**INSTRUÇÕES DE TRABALHO**.
A – Segundo o texto sobre a posição da CNTE na política educacional, quantos trabalhadores em educação a CNTE representa?
B – Dê continuidade ao texto sobre a posição da CNTE na política educacional, começando logo depois da última frase apresentada.

**TRECHO PARA LEITURA**.
____

Trabalhadores em Educação (CNTE)

Durante a última década, a Confederação Nacional de Trabalhadores em

Educação (CNTE) tem assumido posição crítica em relação à política educacional

implantada no País. Criticamos, apresentamos propostas e discutimos viabilidade.

Nossa participação neste I Seminário Nacional sobre Educação para Todos tem a

intenção de colaborar para que a educação brasileira tome seu rumo. A CNTE

representa 2,5 milhões de trabalhadores em educação em todo o Brasil.

Partimos da seguinte premissa: queremos uma educação pública de

qualidade no Brasil. O governo fez várias reformas, mas vamos nos ater

basicamente ao Fundo de Manutenção e Desenvolvimento do Ensino

Fundamental e de Valorização do Magistério (Fundef).

____

**Registros de anotação de pontos**.
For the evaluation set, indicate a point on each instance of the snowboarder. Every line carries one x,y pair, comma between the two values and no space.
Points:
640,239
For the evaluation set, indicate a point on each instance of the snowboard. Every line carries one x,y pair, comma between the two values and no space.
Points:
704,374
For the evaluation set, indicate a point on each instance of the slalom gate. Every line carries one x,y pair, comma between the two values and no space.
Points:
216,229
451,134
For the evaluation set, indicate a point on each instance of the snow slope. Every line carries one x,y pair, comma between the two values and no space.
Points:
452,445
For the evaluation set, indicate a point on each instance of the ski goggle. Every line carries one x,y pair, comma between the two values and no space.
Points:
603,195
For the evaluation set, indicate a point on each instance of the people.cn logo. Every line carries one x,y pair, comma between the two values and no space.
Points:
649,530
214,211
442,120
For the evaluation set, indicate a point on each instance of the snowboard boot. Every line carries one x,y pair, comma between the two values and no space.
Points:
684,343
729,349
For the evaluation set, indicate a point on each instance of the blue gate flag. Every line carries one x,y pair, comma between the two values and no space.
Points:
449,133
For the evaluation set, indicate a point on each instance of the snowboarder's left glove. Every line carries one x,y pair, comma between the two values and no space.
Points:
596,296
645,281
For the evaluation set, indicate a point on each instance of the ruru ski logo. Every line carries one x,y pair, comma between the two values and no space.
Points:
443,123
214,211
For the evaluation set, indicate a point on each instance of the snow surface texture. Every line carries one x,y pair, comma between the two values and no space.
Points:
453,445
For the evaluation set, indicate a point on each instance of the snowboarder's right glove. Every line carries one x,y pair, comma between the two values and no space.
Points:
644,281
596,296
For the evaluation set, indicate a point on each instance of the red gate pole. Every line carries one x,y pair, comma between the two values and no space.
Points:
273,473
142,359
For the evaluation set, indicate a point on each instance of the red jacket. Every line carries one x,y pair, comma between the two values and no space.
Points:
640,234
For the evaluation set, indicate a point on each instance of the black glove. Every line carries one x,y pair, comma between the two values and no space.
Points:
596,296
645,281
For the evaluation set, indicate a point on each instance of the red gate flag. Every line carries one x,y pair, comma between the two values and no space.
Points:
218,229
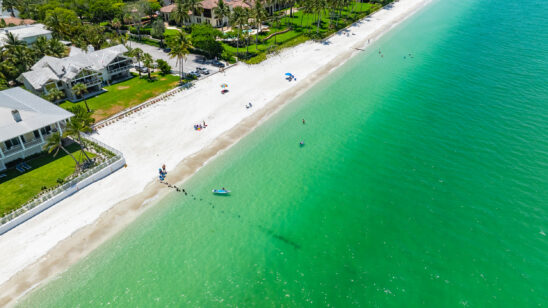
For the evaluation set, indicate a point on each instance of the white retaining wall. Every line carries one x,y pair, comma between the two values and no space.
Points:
62,195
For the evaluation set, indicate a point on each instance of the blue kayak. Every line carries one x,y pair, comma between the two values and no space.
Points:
221,191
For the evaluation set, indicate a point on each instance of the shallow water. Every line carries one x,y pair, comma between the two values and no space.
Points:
422,182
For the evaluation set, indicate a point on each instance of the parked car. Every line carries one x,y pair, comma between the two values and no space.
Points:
141,69
195,74
218,64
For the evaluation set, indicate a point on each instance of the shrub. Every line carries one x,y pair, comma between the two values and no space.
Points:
164,67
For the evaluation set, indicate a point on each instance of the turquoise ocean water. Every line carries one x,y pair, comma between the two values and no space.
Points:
423,182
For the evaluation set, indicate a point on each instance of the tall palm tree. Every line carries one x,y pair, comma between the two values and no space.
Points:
237,19
40,47
148,62
116,24
74,129
259,15
180,14
319,6
195,6
55,95
56,48
54,143
221,11
137,53
80,90
179,45
12,40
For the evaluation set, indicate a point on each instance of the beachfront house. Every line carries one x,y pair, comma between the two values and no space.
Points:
94,69
26,33
207,14
26,121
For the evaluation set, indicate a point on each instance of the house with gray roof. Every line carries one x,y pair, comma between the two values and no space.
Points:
94,69
26,121
26,33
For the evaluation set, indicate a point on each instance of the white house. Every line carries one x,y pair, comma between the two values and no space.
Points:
93,69
26,121
26,33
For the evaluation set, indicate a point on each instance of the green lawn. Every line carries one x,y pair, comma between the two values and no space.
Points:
303,26
127,94
18,188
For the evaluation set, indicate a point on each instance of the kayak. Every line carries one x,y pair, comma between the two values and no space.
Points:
220,191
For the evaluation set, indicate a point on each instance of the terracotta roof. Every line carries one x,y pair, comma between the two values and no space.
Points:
168,8
211,4
17,21
239,3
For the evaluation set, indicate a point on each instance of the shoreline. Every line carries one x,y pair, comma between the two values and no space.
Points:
78,240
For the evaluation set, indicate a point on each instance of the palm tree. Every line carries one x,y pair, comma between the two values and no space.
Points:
221,11
237,19
80,90
319,6
137,53
74,129
180,14
12,40
54,143
116,24
40,47
148,62
56,48
259,15
55,95
179,45
195,6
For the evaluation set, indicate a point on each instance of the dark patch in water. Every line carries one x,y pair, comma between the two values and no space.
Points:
280,237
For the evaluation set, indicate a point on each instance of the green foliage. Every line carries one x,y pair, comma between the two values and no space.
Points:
126,94
164,67
55,95
17,189
204,37
158,29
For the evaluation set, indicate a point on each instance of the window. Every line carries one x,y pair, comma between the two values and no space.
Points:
11,143
45,130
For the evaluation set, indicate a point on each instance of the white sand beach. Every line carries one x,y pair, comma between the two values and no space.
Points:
164,134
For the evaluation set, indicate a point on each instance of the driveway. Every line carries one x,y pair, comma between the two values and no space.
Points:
192,61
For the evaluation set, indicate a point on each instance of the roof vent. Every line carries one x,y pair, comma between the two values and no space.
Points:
16,115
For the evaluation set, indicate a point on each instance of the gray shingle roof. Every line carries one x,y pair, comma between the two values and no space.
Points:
67,68
35,113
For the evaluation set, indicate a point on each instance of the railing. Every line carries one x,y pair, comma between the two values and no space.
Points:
152,101
119,69
92,82
33,143
14,149
116,161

____

**RESPOSTAS**.
A – 2,5 milhões de trabalhadores em educação em todo o Brasil.

B –
O Fundef surgiu no momento em que tinha sido feito um acordo do governo

com a sociedade civil. Por meio da Emenda 14, o governo substituiu o acordo que

havíamos feito. A Emenda 14 rasgou o acordo que tínhamos com o governo.

Esse acordo tinha dois princípios básicos. O primeiro era o seguinte:

todo dinheiro constitucional da educação seria garantido para o ensino básico,

ou seja, não haveria discriminação entre níveis de ensino. Todo o ensino básico

estaria garantido com o dinheiro da educação pública no Brasil. Um dos itens

da Emenda 14 retirou da Constituição 50% dos 18% que a União deveria

gastar com ensino fundamental e erradicação do analfabetismo. Outro ponto

da emenda foi criar o Fundef.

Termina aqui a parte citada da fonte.